--- begin Excerpted passage ---

Born ca. 1798, Jonathan Thomas is the son of Ezekiel Thomas and his first wife whose name is unknown. Prior to 1820, Jonathan married in Anson County, North Carolina to a person named Mary. Based on land records and the naming of Jonathan's children, I had long believed that Mary's maiden name was Sharp. After being set in to motion years ago, recently a long run of events has yielded welcome proof of this union. Several years back, I visited Cherokee Alabama and met Abbie Goss, an aged descendant of Mary Thomas who provided me with a great wealth of traditional family history. She allowed me to copy her family pictures and family Bible. Recently, Karen Griffin Barnett from Louisiana contacted me concerning ties between Jonathan Thomas and a Mr. Wiley Griffin. After a period of information sharing, things settled back down until recently Karen contacted me again. She had learned of Mr. E. Ray Green, another distant cousin who now 77 and living in Texas is also a descendant of Jonathan Thomas. Back in the late 1960ís, this man contacted Abbie's mother Emma Caroline Thomas Sharp. A spirited 93 years of age and clear of mind, she answered the Texanís questions as her daughter (Abbie Goss) wrote out the answers to send off in the form of a letter. And in that letter, the aged granddaughter of Jonathan Thomas states that his wife was one Mary Sharp. I am very thankful to Karen Griffin Barnett for sharing a letter written on 21 Jul 1969 by Mrs. Emma Caroline Thomas Sharp and her daughter Gail Goss to Mr. E. Ray Green of Texas.

As follows, hints of the familial ties appear in the following early interactions between Jonathan Thomas, the Sharp family, and other neighbors:

Grant #1349, Anson NC, Ezekiel Thomas. 50 acres adjoining Benjamin Thomas lands, Richardson's Creek, and the forks of the Walnut Tree Branch. Surveyed 6 Feb 1828, chainers were Jonathan Thomas and James Sharp.

--- end Excerpted passage ---

§ **Set exercise**
Name every U.S. state mentioned in the genealogy passage on Jonathan Thomas.

--- begin Entries shown ---

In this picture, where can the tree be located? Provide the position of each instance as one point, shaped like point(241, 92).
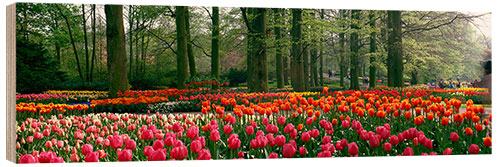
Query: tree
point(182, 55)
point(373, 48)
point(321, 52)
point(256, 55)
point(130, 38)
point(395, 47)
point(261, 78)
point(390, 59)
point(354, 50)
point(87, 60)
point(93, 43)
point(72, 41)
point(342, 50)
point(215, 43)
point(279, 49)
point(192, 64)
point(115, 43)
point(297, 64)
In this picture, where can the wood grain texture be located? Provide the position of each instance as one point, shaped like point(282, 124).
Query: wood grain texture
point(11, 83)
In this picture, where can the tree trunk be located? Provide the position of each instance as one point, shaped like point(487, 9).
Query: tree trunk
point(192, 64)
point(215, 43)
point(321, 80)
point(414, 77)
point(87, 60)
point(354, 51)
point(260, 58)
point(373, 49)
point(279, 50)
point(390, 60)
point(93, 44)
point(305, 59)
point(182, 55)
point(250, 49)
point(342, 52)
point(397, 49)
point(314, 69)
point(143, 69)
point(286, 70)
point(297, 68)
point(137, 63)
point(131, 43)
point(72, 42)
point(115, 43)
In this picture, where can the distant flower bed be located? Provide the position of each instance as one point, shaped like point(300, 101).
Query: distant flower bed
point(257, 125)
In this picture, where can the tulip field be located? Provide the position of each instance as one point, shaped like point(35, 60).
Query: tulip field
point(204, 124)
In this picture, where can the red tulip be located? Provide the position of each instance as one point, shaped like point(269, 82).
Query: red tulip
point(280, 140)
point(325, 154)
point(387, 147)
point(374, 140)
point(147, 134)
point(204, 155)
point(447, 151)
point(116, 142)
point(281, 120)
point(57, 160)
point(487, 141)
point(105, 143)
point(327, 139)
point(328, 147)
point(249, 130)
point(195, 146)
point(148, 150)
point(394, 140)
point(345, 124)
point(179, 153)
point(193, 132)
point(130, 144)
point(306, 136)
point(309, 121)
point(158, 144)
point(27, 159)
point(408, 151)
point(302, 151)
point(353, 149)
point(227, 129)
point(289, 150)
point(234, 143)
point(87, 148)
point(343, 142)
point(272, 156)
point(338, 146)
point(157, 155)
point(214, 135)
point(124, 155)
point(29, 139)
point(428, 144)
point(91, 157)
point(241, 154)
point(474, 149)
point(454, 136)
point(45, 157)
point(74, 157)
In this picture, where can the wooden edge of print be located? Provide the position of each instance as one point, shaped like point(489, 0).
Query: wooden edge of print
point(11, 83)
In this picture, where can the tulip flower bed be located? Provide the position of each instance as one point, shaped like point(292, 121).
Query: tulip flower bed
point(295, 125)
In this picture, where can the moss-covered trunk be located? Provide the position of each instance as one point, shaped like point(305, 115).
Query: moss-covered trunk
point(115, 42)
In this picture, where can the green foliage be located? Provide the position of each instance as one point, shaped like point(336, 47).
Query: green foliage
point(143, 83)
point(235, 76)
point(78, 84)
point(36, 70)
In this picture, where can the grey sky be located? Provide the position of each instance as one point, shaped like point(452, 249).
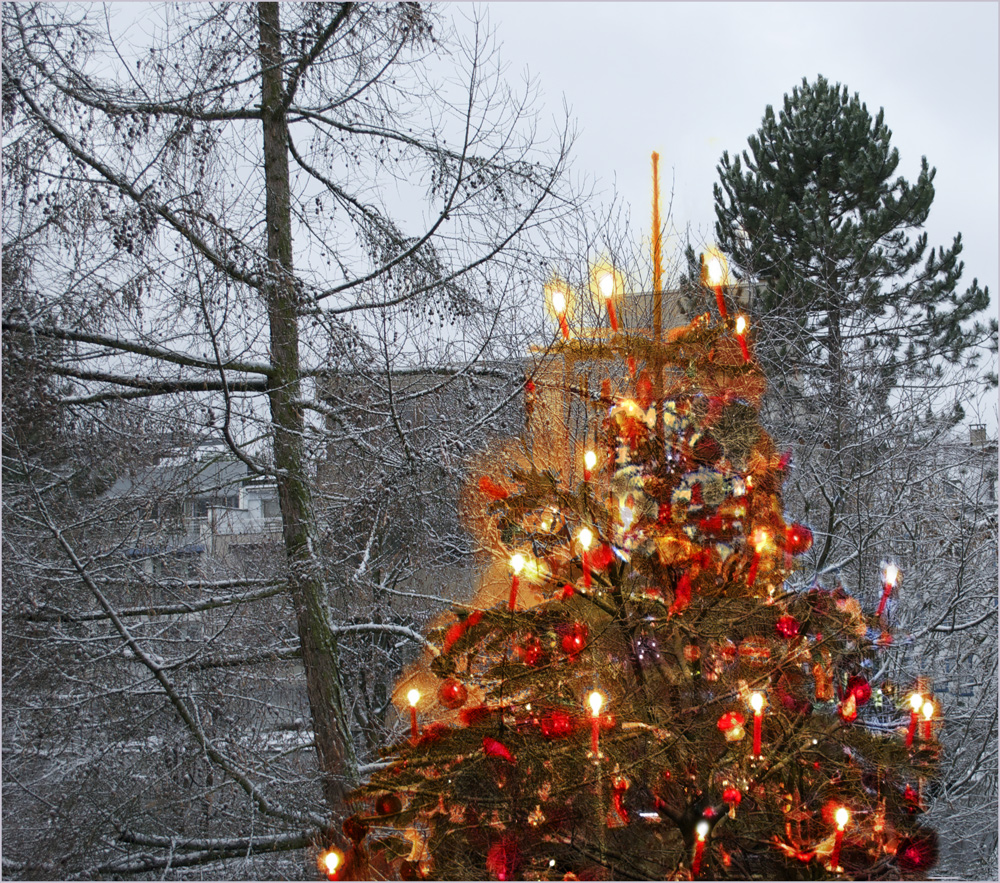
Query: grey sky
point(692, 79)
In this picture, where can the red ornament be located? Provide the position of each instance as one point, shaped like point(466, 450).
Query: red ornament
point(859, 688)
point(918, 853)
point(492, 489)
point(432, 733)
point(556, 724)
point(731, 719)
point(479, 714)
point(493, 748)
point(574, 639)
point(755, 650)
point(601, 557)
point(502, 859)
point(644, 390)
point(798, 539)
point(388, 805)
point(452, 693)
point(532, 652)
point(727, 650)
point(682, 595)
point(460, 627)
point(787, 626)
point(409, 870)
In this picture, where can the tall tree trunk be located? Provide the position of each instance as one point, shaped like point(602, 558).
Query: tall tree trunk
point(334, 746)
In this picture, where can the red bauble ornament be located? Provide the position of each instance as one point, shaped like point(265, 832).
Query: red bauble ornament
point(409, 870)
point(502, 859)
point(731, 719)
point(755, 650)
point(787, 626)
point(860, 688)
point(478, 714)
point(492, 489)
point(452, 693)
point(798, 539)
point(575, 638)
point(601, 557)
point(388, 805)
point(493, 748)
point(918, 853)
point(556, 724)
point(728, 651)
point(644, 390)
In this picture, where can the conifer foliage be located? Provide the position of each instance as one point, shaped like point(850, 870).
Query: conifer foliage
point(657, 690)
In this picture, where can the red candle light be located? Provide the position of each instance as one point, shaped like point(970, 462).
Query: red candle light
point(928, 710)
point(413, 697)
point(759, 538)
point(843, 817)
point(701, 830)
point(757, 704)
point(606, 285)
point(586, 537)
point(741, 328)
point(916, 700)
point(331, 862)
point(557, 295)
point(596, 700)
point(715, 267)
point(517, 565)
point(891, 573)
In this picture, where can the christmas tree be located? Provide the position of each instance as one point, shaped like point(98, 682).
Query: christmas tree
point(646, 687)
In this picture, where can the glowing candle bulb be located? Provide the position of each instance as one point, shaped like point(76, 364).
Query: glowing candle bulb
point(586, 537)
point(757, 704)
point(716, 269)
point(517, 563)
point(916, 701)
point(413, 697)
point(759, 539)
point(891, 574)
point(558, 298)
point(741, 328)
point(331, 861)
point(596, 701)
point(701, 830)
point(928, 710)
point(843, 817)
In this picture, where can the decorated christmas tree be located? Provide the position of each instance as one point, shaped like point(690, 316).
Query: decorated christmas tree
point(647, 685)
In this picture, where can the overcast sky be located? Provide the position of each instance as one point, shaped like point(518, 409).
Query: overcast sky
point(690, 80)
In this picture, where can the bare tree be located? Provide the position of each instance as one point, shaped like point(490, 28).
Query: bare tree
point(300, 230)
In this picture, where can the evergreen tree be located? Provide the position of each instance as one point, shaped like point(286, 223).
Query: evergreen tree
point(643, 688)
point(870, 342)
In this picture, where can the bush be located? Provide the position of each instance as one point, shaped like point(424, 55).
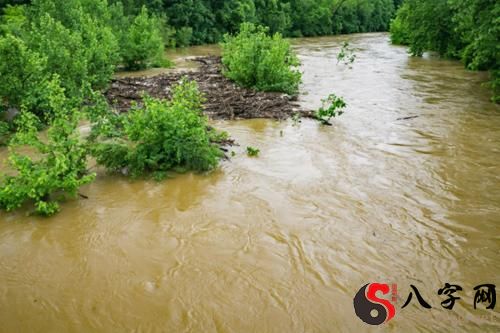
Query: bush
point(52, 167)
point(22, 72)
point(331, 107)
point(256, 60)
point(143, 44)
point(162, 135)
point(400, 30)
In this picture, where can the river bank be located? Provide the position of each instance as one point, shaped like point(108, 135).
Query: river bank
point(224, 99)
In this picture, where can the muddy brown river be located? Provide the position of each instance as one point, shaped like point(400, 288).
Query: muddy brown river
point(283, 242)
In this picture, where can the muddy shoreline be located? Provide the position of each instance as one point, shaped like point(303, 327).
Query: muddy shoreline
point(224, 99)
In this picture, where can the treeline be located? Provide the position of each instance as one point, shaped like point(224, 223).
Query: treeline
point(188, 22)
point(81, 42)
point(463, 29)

--- end Entries shown ---

§ **Written answer**
North Carolina, Alabama, Louisiana, Texas